EXTRACTED TEXT: Begin

Irena would be ratted out and savagely tortured by the Gestapo but never did give up the names of countless children written on slips of paper and buried for safekeeping, in her garden.

Weapons’ and ammunition were smuggled through the sewers of Warsaw throughout much, of 1942. Nazi soldiers entered the ghetto on January 18, 1943 bent on yet another roundup. Some 600 were summarily shot and 5,000 removed from their homes when all hell broke loose from Jewish underground members, and resistance fighters.

Armed only with handguns and Molotov cocktails, resistance fighters kept the Nazis at bay for nearly four months but the end, was never in doubt. 2,000 Waffen-SS soldiers began the final assault on April 19 systematically burning or blowing up ghetto buildings, block by block. Some 56,065 people were murdered on the spot or rounded up, for extermination. Major resistance came to an end on April 28. The May 16 demolition of the Great Synagogue of Warsaw little more, than symbolic.

EXTRACTED TEXT: End
PROVIDED DATA: Begin

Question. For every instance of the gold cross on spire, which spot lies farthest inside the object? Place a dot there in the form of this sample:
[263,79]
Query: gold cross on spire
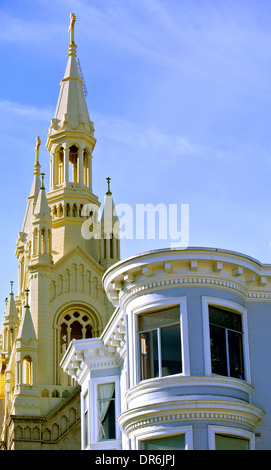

PROVIDED DATA: End

_PROBLEM SET_.
a - According to the Warsaw Ghetto passage, why were the children's names written on slips of paper buried in Irena's garden?
b - Write the next paragraph of the Warsaw Ghetto passage, picking up after its final sentence about the Great Synagogue.
The listing above is separate material and is not part of the Warsaw Ghetto passage.

_TASK-BY-TASK OUTPUTS_.
a - The slips were buried for safekeeping. Even after she was betrayed and savagely tortured by the Gestapo, she never gave up those names.

b -
The “Jewish Residential District” of Warsaw, after the uprising.

Today, the Nożyk Synagogue is the only pre-war Jewish house of worship left standing, in the Polish capital. The building was used as a horse stable for the German Wehrmacht, during the war.

At this point, the Nazi government turned its attention to rooting out those left in hiding, outside the ghetto. Since 1941, Jewish and Polish diplomats worked with certain South American nations to send documents into the Warsaw ghetto. Such documents it was believed, may help Jews and others “prove” to be nationals of neutral nations and thus eligible, for safe transfer.

Passports both real and forged flooded into the region often, through the Hotel Polski. Many if not all such documents were intercepted by the Gestapo. With the help of Jewish collaborators, thousands left in hiding were lured to the Hotel Polski in hopes, of escape. Nations from Paraguay, Honduras and El Salvador to Peru and Chile beckoned, or so it was imagined. Genuine passports of Jews no longer alive sold on the black market for the equivalent, of up to a million 2021 dollars.

As many as 3,500 came out of hiding and moved to the Hotel Polski. The Polish Underground warned Jews it was probably a trap but we all believe what we want to believe, don’t we? Franceska Mann most likely received her own passport, in this manner.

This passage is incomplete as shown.